Dataset entries:
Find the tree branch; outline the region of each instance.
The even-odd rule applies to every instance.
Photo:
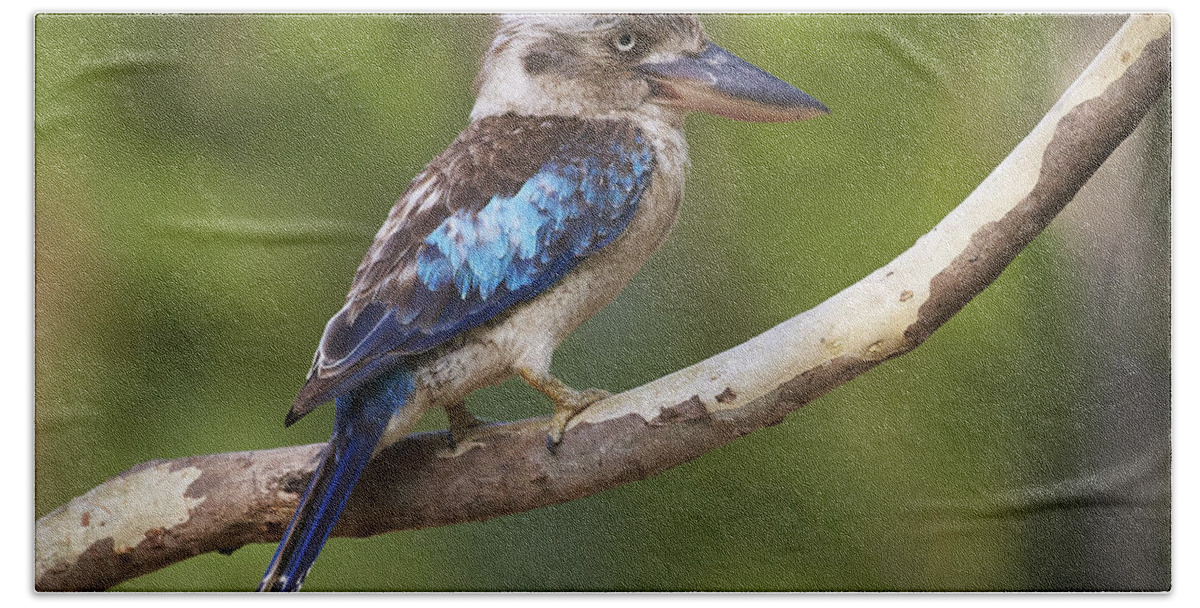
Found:
[[[682,464],[907,353],[999,276],[1170,82],[1170,18],[1132,17],[1008,158],[900,257],[820,306],[616,395],[568,427],[491,425],[457,450],[423,433],[382,452],[334,531],[489,519]],[[104,589],[208,551],[276,542],[321,445],[138,465],[37,522],[37,589]]]

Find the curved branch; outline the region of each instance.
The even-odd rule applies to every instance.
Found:
[[[489,519],[595,494],[687,462],[920,345],[1000,274],[1170,82],[1170,18],[1132,17],[1008,158],[912,248],[820,306],[600,402],[557,455],[544,419],[385,450],[335,534]],[[321,445],[153,461],[42,517],[39,590],[104,589],[208,551],[275,542]]]

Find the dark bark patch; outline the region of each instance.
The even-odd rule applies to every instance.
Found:
[[[37,591],[104,591],[111,586],[107,581],[120,576],[128,559],[113,548],[111,537],[102,538],[92,543],[74,562],[64,561],[47,568],[34,581],[33,588]]]
[[[688,422],[711,417],[712,415],[708,413],[708,408],[704,407],[704,402],[700,400],[700,395],[692,395],[687,401],[681,401],[659,410],[658,415],[650,421],[650,424],[659,425],[673,422]]]

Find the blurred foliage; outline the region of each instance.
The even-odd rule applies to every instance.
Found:
[[[575,385],[637,386],[892,259],[987,175],[1121,19],[703,21],[833,113],[689,119],[682,219],[560,349],[556,371]],[[330,408],[291,429],[283,414],[392,201],[464,126],[492,27],[479,16],[36,19],[38,516],[145,460],[327,438]],[[1127,295],[1144,315],[1128,331],[1145,337],[1129,356],[1157,402],[1170,369],[1160,194],[1139,236],[1159,255]],[[334,539],[305,588],[1103,587],[1086,526],[1012,508],[1087,474],[1100,410],[1114,407],[1092,390],[1095,347],[1080,336],[1094,304],[1060,244],[1052,228],[925,346],[777,427],[569,504]],[[549,411],[511,381],[471,405],[493,419]],[[422,428],[443,422],[431,413]],[[1168,529],[1169,507],[1156,508]],[[119,589],[252,589],[272,550],[203,555]],[[1166,572],[1169,546],[1148,550]]]

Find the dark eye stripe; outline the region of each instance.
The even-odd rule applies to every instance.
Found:
[[[525,66],[527,74],[541,74],[554,69],[561,69],[566,63],[566,58],[561,53],[539,53],[533,52],[526,55],[522,64]]]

Task brief: What you should produce is an exact copy of the records, with the pictures left out.

Answer for this exercise:
Find the tree branch; outline the region of each instance.
The even-odd rule applies to every instance.
Photo:
Found:
[[[682,464],[907,353],[999,276],[1170,82],[1170,18],[1132,17],[1008,158],[900,257],[820,306],[616,395],[568,427],[491,425],[457,450],[423,433],[382,452],[334,531],[489,519]],[[104,589],[208,551],[276,542],[321,445],[138,465],[37,522],[37,589]]]

Find the curved branch; outline the region of each instance.
The even-odd rule applies to every instance.
Found:
[[[489,519],[595,494],[687,462],[920,345],[1000,274],[1170,82],[1170,18],[1132,17],[1008,158],[912,248],[820,306],[600,402],[557,455],[544,419],[385,450],[335,534]],[[321,445],[153,461],[42,517],[39,590],[104,589],[208,551],[275,542]]]

Find the dark bark patch; outline the region of each instance.
The even-odd rule applies to every instance.
Found:
[[[37,591],[104,591],[111,586],[107,581],[120,576],[128,559],[113,548],[111,537],[102,538],[92,543],[74,562],[64,561],[47,568],[34,581],[33,588]]]
[[[688,422],[711,417],[712,415],[708,413],[708,408],[704,407],[704,402],[700,400],[700,395],[692,395],[687,401],[681,401],[659,410],[658,415],[650,421],[650,424],[659,425],[673,422]]]

Find the blurred foliage; outline the region of each instance.
The even-odd rule applies to every instance.
Found:
[[[575,385],[637,386],[892,259],[987,175],[1121,19],[703,21],[833,113],[689,119],[682,219],[560,349],[556,371]],[[330,408],[291,429],[283,414],[392,201],[464,126],[492,27],[479,16],[36,19],[38,516],[145,460],[327,438]],[[1127,295],[1144,315],[1128,331],[1145,337],[1129,356],[1157,402],[1170,369],[1160,194],[1139,236],[1159,255]],[[334,539],[305,588],[1103,587],[1086,526],[1012,508],[1087,474],[1100,410],[1114,407],[1092,390],[1095,347],[1080,336],[1094,304],[1060,244],[1052,228],[925,346],[777,427],[569,504]],[[549,411],[511,381],[471,405],[493,419]],[[422,428],[443,422],[431,413]],[[1168,529],[1169,507],[1156,508]],[[119,589],[252,589],[272,550],[203,555]],[[1166,572],[1169,546],[1148,550]]]

Find the dark eye stripe; outline the region of each instance.
The even-odd rule applies to every instance.
Found:
[[[525,66],[527,74],[541,74],[554,69],[561,69],[566,63],[566,58],[561,53],[539,53],[533,52],[526,55],[522,64]]]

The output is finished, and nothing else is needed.